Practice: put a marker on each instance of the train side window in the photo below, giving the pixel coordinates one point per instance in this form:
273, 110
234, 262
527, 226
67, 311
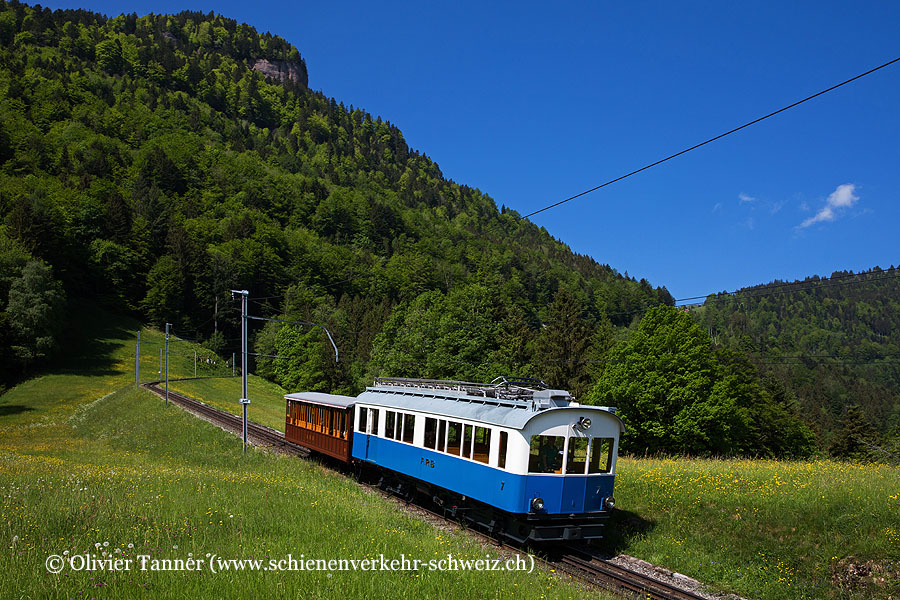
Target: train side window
430, 432
389, 419
467, 441
601, 455
482, 444
409, 427
576, 458
454, 437
545, 455
363, 420
442, 435
374, 419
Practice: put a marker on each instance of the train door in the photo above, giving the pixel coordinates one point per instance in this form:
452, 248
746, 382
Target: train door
371, 432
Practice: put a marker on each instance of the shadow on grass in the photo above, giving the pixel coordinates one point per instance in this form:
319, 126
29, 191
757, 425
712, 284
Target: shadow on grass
90, 341
623, 528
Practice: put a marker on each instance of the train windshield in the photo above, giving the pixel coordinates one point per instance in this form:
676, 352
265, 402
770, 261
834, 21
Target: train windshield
546, 453
582, 455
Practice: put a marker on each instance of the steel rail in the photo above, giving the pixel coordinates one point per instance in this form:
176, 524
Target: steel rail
592, 570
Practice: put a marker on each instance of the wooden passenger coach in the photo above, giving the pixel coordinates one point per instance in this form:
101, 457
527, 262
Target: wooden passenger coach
320, 422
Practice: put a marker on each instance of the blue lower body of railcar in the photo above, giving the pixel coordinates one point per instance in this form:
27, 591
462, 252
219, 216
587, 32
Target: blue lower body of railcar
569, 494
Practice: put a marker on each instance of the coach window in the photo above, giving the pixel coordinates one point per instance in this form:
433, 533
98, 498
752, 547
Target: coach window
601, 455
374, 419
390, 418
409, 427
430, 432
363, 419
467, 441
576, 457
454, 437
545, 455
482, 444
442, 435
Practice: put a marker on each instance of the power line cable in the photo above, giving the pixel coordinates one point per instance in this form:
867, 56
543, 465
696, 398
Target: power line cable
713, 139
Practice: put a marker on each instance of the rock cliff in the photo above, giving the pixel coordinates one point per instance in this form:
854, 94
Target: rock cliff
282, 70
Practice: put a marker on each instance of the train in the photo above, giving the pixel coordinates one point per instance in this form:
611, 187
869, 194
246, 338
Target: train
522, 461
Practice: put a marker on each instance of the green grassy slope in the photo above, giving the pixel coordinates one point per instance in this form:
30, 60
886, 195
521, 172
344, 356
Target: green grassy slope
89, 463
763, 528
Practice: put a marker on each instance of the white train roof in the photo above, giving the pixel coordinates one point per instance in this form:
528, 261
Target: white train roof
334, 400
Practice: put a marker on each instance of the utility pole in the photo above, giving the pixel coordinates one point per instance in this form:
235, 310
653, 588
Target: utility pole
137, 361
168, 326
244, 399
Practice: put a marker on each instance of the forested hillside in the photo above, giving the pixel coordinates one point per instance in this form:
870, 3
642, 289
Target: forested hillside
153, 164
147, 165
831, 343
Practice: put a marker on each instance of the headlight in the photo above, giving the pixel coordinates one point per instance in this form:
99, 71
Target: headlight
584, 423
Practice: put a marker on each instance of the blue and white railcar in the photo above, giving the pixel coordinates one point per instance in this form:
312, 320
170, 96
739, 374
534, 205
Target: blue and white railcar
536, 464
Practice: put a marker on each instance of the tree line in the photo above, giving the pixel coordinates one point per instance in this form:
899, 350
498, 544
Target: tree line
146, 166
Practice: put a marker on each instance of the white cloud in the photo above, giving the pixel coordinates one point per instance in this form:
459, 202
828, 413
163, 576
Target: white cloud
841, 198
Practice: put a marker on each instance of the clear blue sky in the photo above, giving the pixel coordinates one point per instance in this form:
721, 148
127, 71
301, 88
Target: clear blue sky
532, 102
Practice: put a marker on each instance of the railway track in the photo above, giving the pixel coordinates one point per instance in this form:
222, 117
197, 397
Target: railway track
574, 561
257, 434
620, 579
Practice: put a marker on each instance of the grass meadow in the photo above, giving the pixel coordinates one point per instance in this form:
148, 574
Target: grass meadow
764, 528
91, 464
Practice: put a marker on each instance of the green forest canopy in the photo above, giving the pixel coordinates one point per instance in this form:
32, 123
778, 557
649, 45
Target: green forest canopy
146, 164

====

WHAT IS ASKED: Go through the data above and transcribe it in full, omitting any image.

REPLY TO THE EXERCISE:
Practice: put a marker on each instance of the train side window in the photo below, giving the pixel coordinates one point per instance in this form:
273, 110
234, 262
527, 226
67, 311
Target: train side window
430, 432
389, 419
467, 441
601, 455
482, 444
409, 427
576, 458
454, 437
545, 455
363, 420
442, 435
374, 419
Practice: put a marker on each instance of the train door in the photo above, giving the pixel coordinates one point per instance in this form:
452, 248
746, 382
Target: train door
371, 432
Practice: put a marker on each instance of the shadow on grass in the photo above, giving the pixel coordinates one point per instance in this form:
319, 126
29, 191
757, 425
712, 284
Target: shadow on grass
90, 341
623, 528
Practice: put a marker on each instance of the train windshield in the photo above, giving the pixel coordinates one point per instance in this form:
676, 352
265, 402
770, 261
834, 21
Target: train windshield
546, 453
582, 455
Practice: put a marker on each instance of the steel rail in the photo above, giving the pixel coordinates one point per instance in this form:
176, 524
Target: steel rail
592, 570
Practice: put a marker on each instance of the wooden passenger coach in the photo above, giving the pixel coordinates one point per instance in this form:
101, 457
527, 262
Target: wooden passenger coach
320, 422
Practice: put a marker on each instance of the blue lower body of railcar in the photo above, giving the pixel coordinates one point per instance in this form:
27, 591
462, 252
219, 216
587, 32
Target: blue lower body of railcar
569, 494
Practice: put a marker on each instance of the coach window in the photo above, giving the pixel coordinates one point per instance in this form:
433, 533
98, 498
752, 547
Target: coach window
601, 455
374, 419
390, 418
409, 427
430, 432
363, 419
467, 441
576, 457
454, 437
545, 455
482, 444
442, 435
Practice: put a marker on each instance of the power line cable in the photo above, giving the pixel coordinates one point per instance in this form:
867, 56
543, 465
696, 398
Target: power line cable
713, 139
Practice: put a marker on each instance of the rock cliff in the photo above, giving the pixel coordinates one point per instance in this form:
854, 94
Target: rock cliff
282, 70
Practice: put a marker on each instance of the train in the photo above, giving the pixel coordinates one point per instance in this form:
611, 187
869, 194
246, 338
Target: train
522, 461
Practice: put a marker on each instance of the green grassy slope in the photo above, giving the pixel coordinates one point per instance in this form:
30, 60
886, 195
521, 172
344, 356
Target: green grassy slope
89, 463
763, 528
Practice: put a marker on each instance of the white train roof in the photo above, giving the pixel coordinates one point per instance in this form:
528, 261
Target: white train roof
334, 400
Practice: put a marker on each instance of the utility pole in the photo above, giving the pixel coordinates one point per instance in this form:
235, 310
653, 588
Target: utility pole
137, 361
168, 326
244, 399
Practice: put a marker on each instance of the forested hillside in the photo above, giving the pixel coordinates one point per instance in this form:
870, 3
642, 289
Target: forested hillside
153, 164
147, 165
831, 343
Practice: put a marker on each instance of the headlight in the photo above, giving the pixel coordinates one point per instance in this form:
99, 71
Target: headlight
584, 423
Practice: put a marker on each instance of the blue and white railcar in the photo above, giving the pixel coordinates one point per instance in this form:
312, 320
170, 96
739, 374
534, 205
Target: blue and white railcar
536, 464
Practice: put a marker on each instance of the tree line in the photo above, giving the pixel coordinates one point per instance in this form:
899, 350
498, 544
Target: tree line
146, 166
Practice: put a marker on each instance of the white cloud in the photo above, giving the pixel coordinates one point per instance in this form:
459, 202
828, 413
163, 576
Target: white cloud
841, 198
Practice: put a marker on each instance of the clear blue sky in the photo above, giving the pixel coordinates one point per instance in this form:
721, 148
127, 71
301, 88
Target: clear blue sky
532, 102
Practice: put a marker on each instance of the railway track in the photo above, giving the pixel coordinates one point per instance in this form:
222, 117
197, 397
Target: railway track
574, 561
257, 434
620, 579
Practice: put a marker on each instance of the grass meadow in the photo above, giving the pixel coordinates one point per instance in this form:
148, 574
Target: grass meadow
764, 528
91, 464
Practice: put a marker on each instance of the green forest canopy in the photo above, giving the pixel coordinates one point per instance in this form:
32, 123
778, 557
649, 45
Target: green forest canopy
146, 164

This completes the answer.